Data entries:
*** Block opens ***

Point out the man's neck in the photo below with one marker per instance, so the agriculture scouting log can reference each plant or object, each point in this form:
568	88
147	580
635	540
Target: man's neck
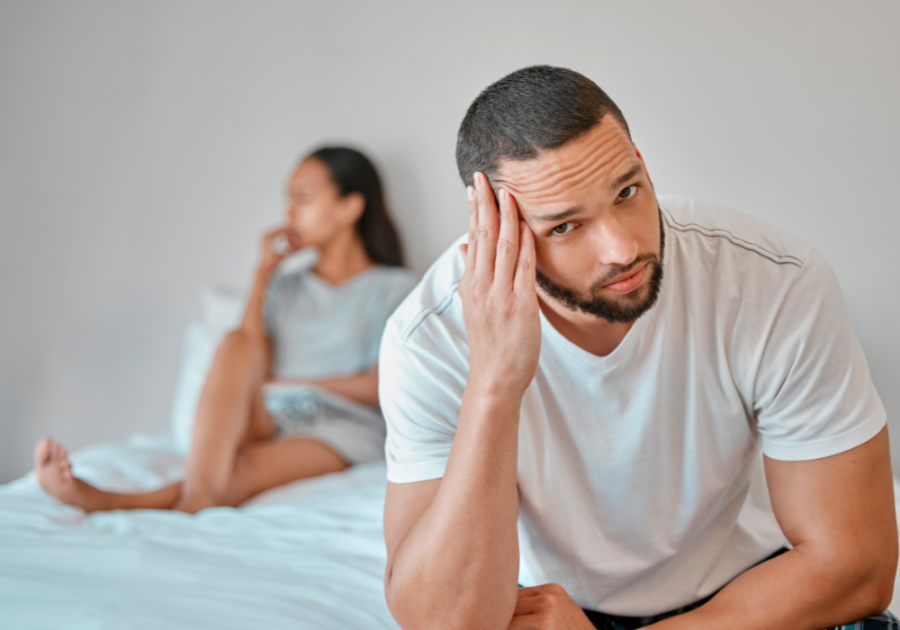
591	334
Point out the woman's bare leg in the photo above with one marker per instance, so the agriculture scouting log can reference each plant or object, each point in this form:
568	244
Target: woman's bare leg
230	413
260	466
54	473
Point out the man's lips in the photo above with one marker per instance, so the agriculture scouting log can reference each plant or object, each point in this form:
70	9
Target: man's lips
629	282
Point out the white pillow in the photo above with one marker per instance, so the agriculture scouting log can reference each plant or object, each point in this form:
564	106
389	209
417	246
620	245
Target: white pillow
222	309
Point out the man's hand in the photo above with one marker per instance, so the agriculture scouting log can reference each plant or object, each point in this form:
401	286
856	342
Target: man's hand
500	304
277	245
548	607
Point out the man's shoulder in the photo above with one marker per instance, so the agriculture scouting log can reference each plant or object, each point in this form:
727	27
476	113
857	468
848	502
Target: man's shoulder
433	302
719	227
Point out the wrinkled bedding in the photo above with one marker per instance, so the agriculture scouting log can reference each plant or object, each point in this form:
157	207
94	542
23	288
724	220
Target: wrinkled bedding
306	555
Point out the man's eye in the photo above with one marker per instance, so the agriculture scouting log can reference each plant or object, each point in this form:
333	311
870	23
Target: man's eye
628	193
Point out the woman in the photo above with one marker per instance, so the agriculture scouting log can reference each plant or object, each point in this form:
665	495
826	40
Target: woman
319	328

*** Block closes ***
*** Block opens ***

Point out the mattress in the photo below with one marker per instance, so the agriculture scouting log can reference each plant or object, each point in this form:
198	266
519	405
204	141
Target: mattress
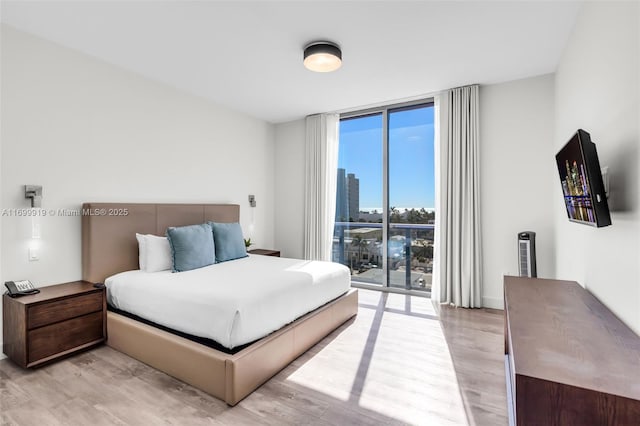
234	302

*** Block closes ***

What the task asks: If a line above holds the word "below", copy it.

Response:
Point out the man's neck in the photo below with one marker per instance, so the agriculture scouting log can reference each plant or object, each point in this form:
Point out the mattress in the photo below with one marker per instance, so the agriculture scouting log can reference each plant or object, each point in this form:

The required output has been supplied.